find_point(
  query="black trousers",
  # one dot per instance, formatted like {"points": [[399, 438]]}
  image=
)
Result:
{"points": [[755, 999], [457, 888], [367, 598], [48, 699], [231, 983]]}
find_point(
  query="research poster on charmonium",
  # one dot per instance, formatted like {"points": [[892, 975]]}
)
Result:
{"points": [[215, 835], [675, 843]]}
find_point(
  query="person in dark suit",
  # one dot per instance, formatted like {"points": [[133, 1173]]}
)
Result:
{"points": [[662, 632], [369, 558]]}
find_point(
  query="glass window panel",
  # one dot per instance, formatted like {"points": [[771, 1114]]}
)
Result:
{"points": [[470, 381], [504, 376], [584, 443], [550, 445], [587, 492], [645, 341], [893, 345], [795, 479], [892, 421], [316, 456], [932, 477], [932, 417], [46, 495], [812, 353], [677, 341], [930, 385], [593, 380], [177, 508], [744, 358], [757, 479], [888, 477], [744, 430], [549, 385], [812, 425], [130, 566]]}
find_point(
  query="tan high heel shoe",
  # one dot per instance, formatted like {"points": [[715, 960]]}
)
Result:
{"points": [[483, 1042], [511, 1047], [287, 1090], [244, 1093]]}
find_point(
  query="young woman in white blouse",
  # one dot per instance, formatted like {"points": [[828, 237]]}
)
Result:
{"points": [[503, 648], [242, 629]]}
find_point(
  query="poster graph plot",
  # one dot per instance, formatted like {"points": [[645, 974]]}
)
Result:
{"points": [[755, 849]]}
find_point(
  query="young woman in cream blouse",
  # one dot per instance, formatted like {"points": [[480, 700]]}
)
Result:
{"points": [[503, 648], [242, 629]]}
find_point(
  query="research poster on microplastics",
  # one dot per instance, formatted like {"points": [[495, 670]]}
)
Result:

Your goal –
Quote the entire listing above verbatim, from its first line through its last.

Solution for this problem –
find_point(
  query="black trousers",
  # one dot per instance, formatted like {"points": [[399, 438]]}
  image=
)
Result:
{"points": [[755, 999], [457, 888], [367, 598], [48, 699], [231, 983]]}
find_point(
  query="research poster on charmonium",
  # one dot per instance, formatted like {"points": [[892, 975]]}
)
Result:
{"points": [[215, 835], [675, 843]]}
find_point(
  query="person in dark suit",
  # one dot per instance, formatted like {"points": [[133, 1173]]}
)
Result:
{"points": [[662, 632], [369, 558]]}
find_point(
  query="glass window panel",
  # one dot per instance, formatted like {"points": [[771, 1114]]}
)
Result:
{"points": [[470, 381], [504, 376], [584, 443], [550, 445], [587, 492], [645, 341], [893, 345], [795, 479], [892, 421], [316, 456], [932, 477], [932, 417], [46, 495], [812, 353], [677, 341], [930, 385], [593, 380], [177, 508], [744, 358], [757, 479], [888, 477], [744, 430], [549, 385], [812, 425], [130, 566]]}
find_point(
  query="tan high heel shoe",
  # one dot per instance, formatted like {"points": [[715, 960]]}
)
Result:
{"points": [[483, 1042], [511, 1047], [287, 1090], [244, 1093]]}
find_point(
  query="young woman in white blouse",
  # one dot per instance, formatted like {"points": [[828, 237]]}
)
Result:
{"points": [[503, 648], [242, 629]]}
find_point(
  query="poster graph plot",
  # one dot per instance, formatted like {"points": [[645, 974]]}
)
Result:
{"points": [[755, 849]]}
find_point(
  query="young woman in cream blouse",
  # one dot per instance, formatted like {"points": [[480, 700]]}
)
Result:
{"points": [[503, 648], [242, 629]]}
find_point(
  query="research poster on microplastics",
  # one dot per instance, formatted like {"points": [[495, 670]]}
)
Result:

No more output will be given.